> _Task statement_
Identify each line below that contains the string "feed" and copy those lines. Letter case must match.

Excerpts of bounding box data
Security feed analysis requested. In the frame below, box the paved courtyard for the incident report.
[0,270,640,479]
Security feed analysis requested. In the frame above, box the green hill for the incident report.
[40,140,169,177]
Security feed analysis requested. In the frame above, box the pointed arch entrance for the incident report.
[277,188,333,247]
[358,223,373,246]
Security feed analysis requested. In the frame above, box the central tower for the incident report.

> _Output_
Security feed analysis requested. In the frame below, box the paved courtyard for the incident report.
Security feed analysis requested. In the frame above, box the green hill for the incident report.
Security feed analysis requested. In the frame above, box the pointed arch entrance for the incident report.
Security feed analysis requested. In the frame above, box the central tower for the incident report.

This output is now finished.